Your goal:
Please retype the items below word for word, beginning at the line that contains "Note: we are tagging the person" and stopping after the line that contains "[(302, 105), (391, 102)]".

The records:
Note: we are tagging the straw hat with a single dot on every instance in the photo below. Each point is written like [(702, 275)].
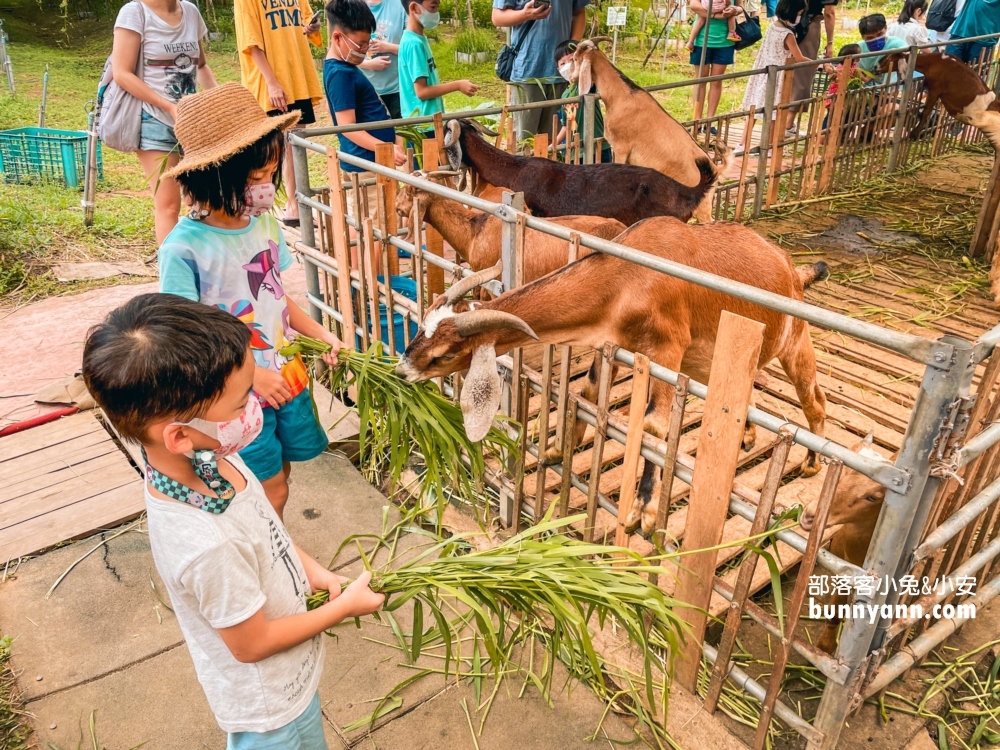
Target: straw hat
[(213, 125)]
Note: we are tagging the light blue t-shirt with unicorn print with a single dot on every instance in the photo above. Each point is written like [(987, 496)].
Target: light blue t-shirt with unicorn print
[(239, 271)]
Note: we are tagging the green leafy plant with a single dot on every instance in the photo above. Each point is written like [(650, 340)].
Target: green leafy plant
[(399, 419), (472, 40)]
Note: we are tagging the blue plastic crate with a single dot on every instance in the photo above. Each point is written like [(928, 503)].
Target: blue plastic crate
[(44, 154)]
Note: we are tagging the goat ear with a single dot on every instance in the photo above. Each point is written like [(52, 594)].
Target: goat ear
[(584, 80), (480, 397)]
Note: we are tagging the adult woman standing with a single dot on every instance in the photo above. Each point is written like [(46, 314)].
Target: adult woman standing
[(162, 39), (719, 55), (910, 26), (382, 66)]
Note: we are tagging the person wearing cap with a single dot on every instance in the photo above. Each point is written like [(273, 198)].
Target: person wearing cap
[(229, 252), (276, 65)]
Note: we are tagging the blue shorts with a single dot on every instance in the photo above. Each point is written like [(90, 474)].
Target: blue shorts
[(290, 433), (156, 135), (304, 733), (968, 52), (714, 55)]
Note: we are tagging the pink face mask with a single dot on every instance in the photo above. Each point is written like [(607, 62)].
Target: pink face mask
[(234, 435), (259, 198)]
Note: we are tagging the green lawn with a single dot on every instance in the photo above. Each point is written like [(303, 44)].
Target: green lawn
[(40, 225)]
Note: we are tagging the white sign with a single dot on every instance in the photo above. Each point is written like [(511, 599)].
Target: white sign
[(616, 15)]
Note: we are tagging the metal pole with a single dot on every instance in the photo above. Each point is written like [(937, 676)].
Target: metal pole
[(902, 115), (589, 110), (90, 168), (902, 513), (765, 139), (300, 162), (45, 94)]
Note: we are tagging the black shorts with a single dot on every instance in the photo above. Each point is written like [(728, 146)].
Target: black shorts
[(302, 105), (391, 102)]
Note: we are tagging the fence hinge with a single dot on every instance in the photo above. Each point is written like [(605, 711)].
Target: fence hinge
[(945, 458)]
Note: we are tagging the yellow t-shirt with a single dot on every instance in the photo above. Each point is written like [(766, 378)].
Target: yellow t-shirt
[(276, 27)]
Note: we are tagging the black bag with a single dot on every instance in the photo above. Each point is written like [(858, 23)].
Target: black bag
[(749, 31), (508, 54), (941, 15)]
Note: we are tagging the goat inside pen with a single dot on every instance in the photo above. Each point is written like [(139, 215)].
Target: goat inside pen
[(856, 369)]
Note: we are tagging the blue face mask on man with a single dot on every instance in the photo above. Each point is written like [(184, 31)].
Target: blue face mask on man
[(876, 45)]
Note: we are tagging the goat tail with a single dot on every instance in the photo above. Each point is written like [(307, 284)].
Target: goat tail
[(813, 273)]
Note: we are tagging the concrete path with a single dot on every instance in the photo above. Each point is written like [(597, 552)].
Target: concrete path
[(105, 642)]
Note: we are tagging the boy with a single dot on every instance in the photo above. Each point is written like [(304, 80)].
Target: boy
[(350, 94), (175, 376), (277, 66), (873, 31), (420, 90), (571, 115)]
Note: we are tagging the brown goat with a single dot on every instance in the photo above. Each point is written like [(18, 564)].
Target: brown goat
[(603, 298), (856, 508), (475, 235), (957, 86), (639, 130)]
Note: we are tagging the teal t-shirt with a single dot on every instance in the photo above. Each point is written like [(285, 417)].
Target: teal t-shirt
[(390, 22), (416, 61), (718, 33)]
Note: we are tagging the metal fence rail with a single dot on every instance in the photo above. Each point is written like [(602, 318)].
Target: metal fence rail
[(925, 510)]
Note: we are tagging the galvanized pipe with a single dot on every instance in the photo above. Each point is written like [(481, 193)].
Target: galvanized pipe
[(958, 521), (970, 566), (919, 647), (926, 351), (756, 691), (881, 472), (979, 444)]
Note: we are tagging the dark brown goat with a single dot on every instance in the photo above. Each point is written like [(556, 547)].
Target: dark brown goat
[(615, 191)]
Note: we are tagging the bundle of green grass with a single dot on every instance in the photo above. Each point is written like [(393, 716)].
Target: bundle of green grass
[(399, 419)]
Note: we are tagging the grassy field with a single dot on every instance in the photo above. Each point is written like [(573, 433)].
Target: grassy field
[(43, 224)]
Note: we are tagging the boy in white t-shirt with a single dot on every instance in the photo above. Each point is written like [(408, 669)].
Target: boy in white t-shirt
[(176, 376)]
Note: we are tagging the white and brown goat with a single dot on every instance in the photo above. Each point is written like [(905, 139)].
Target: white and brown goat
[(476, 235), (603, 298), (855, 508), (639, 130)]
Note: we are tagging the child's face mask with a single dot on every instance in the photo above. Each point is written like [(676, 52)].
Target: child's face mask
[(259, 198), (234, 435), (355, 55), (428, 19)]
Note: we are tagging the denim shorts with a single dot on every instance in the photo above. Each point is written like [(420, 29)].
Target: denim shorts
[(290, 433), (303, 733), (714, 55), (156, 135)]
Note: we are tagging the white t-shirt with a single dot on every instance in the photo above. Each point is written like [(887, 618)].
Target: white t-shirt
[(169, 53), (219, 570)]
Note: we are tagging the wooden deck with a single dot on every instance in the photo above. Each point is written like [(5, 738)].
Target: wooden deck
[(60, 481)]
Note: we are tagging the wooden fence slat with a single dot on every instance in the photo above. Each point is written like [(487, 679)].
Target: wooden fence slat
[(730, 386), (633, 443), (806, 568), (747, 567)]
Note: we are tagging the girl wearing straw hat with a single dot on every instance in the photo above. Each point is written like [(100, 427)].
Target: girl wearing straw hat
[(229, 252)]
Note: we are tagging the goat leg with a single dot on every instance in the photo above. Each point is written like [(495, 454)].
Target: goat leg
[(929, 104)]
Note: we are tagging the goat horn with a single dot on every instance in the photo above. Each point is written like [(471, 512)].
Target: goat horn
[(460, 289), (477, 321)]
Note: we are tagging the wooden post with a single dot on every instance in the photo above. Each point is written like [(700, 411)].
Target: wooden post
[(836, 124), (432, 238), (341, 250), (385, 154), (633, 444), (730, 386)]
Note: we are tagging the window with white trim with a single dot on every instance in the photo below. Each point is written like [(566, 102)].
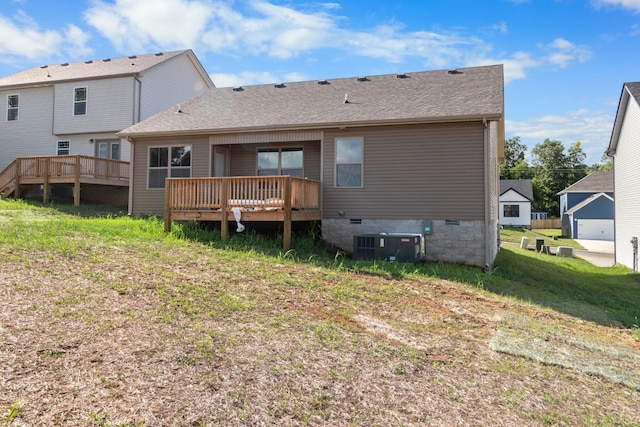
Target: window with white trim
[(511, 211), (174, 162), (348, 162), (280, 161), (80, 101), (63, 148), (13, 102)]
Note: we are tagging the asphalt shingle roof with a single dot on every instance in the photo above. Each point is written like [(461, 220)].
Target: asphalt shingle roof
[(431, 96), (127, 65), (523, 187), (595, 182), (634, 89)]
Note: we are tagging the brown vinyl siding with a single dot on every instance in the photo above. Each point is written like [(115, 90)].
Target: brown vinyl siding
[(421, 171), (243, 163), (146, 202), (243, 158)]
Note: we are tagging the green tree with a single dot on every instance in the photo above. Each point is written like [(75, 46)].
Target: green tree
[(605, 164), (515, 166), (553, 171)]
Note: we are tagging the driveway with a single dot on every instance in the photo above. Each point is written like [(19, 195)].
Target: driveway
[(597, 252)]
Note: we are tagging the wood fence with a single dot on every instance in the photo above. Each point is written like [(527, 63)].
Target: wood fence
[(546, 223)]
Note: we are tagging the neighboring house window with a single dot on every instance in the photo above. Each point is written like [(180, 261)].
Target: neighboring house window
[(12, 107), (174, 162), (80, 101), (108, 150), (511, 211), (349, 155), (280, 161), (63, 148)]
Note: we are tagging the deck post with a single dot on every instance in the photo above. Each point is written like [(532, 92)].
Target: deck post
[(16, 185), (224, 200), (76, 183), (167, 206), (286, 237), (45, 186)]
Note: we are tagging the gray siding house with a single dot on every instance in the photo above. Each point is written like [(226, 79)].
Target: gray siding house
[(390, 152), (77, 108), (516, 196), (624, 147), (586, 207)]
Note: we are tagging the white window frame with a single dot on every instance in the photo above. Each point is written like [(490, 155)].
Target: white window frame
[(10, 108), (60, 148), (337, 163), (279, 150), (511, 209), (169, 167), (85, 101)]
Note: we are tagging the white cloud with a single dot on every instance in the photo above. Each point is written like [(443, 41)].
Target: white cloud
[(591, 128), (76, 42), (515, 67), (633, 5), (136, 25), (562, 53), (243, 79), (22, 37), (259, 27)]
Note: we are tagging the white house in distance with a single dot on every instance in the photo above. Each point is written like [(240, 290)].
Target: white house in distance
[(516, 196), (77, 108), (624, 147)]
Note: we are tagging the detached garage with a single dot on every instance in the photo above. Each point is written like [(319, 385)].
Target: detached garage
[(585, 220)]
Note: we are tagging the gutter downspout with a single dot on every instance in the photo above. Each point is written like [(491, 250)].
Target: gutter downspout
[(487, 199)]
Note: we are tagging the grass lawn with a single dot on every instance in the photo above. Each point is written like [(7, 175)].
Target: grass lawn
[(551, 237), (108, 321)]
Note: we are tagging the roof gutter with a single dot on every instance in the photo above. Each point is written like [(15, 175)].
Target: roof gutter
[(311, 126), (617, 125)]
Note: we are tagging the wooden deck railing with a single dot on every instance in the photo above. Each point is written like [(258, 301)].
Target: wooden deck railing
[(71, 169), (263, 198)]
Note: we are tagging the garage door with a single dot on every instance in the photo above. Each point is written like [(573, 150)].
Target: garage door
[(595, 229)]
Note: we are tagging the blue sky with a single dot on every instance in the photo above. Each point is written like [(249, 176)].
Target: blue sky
[(565, 61)]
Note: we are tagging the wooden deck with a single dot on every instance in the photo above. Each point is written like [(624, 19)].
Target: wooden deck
[(256, 198), (25, 172)]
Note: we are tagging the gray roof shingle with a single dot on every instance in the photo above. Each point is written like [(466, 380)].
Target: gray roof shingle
[(634, 90), (523, 187), (595, 182), (431, 96), (127, 65)]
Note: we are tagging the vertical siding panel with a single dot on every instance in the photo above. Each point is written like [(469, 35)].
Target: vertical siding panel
[(627, 184), (158, 95)]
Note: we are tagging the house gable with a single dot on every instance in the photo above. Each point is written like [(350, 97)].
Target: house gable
[(513, 196), (624, 147), (115, 98)]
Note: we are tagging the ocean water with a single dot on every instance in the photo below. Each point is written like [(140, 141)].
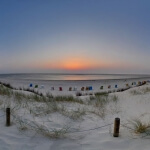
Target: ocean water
[(38, 76)]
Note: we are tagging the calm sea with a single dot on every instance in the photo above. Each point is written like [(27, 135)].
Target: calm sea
[(38, 76)]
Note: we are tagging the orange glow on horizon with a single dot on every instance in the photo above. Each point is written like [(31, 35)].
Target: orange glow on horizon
[(73, 64)]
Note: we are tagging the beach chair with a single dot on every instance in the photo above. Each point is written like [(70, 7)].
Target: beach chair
[(36, 86), (31, 85), (101, 87), (70, 88), (109, 86), (90, 88), (52, 88), (42, 87), (82, 89), (60, 88), (87, 88), (75, 88)]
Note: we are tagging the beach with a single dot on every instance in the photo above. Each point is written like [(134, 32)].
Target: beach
[(82, 123)]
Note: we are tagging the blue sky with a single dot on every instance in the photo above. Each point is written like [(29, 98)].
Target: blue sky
[(75, 36)]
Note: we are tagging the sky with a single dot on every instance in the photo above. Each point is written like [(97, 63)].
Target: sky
[(75, 36)]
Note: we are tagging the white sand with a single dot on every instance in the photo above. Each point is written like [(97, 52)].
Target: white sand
[(129, 106)]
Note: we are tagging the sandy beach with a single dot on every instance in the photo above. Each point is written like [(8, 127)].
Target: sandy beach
[(81, 125)]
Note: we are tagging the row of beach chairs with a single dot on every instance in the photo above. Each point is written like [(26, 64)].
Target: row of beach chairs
[(89, 88)]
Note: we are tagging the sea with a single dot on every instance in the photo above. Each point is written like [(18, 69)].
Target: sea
[(52, 76)]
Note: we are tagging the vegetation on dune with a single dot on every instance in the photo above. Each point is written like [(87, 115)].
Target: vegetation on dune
[(38, 105)]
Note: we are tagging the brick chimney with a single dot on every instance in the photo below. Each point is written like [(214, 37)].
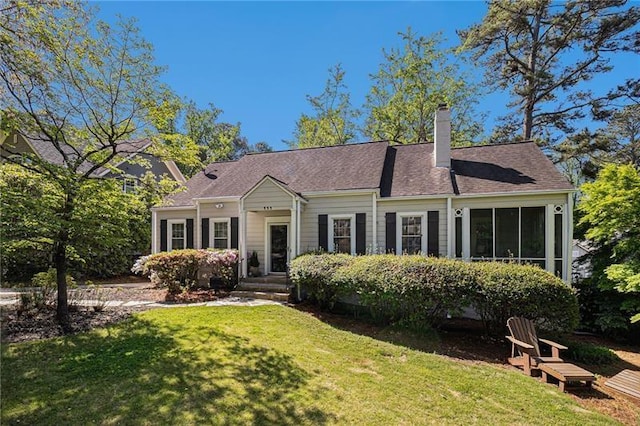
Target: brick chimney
[(442, 137)]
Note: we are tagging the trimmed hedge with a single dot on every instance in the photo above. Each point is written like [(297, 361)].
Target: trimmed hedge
[(315, 272), (510, 289), (418, 291), (411, 290)]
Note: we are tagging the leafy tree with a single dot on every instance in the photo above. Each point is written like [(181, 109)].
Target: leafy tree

Expected answer:
Note: we are tagging the person wearing cap with a single dot on every instance in the photo above. Each point is written like [(273, 198)].
Target: person wearing cap
[(229, 252), (276, 65)]
Note: we are tagging the blue shorts with a single dot on every instance in the photo above. Each point is written like [(90, 474)].
Target: blue shorts
[(290, 433), (156, 135), (304, 733), (968, 52), (714, 55)]
Note: we are tagging the pink face mask with a single dot on every instance in the photo above. Each point is written like [(607, 62)].
Target: pink face mask
[(234, 435), (259, 198)]
Note: we are tagging the green lawn with a single dot on every instance in the photo above. Each point is written like [(303, 44)].
Target: green lawn
[(40, 225)]
Note: we are tagging the white sign with a single dot on every instance in the photo above. Each point is written like [(511, 599)].
Target: white sign
[(616, 15)]
Note: we are tagging the metal pole with a single dot on every instance in the photo above. Each point is written like [(937, 676)].
Target: metal pole
[(902, 115), (589, 110), (90, 168), (902, 513), (765, 139), (300, 162), (45, 94)]
Note: we are tagging the black shorts with a single dot on every instance in the photo above. Each point is written like [(728, 146)].
Target: black shorts
[(302, 105), (391, 102)]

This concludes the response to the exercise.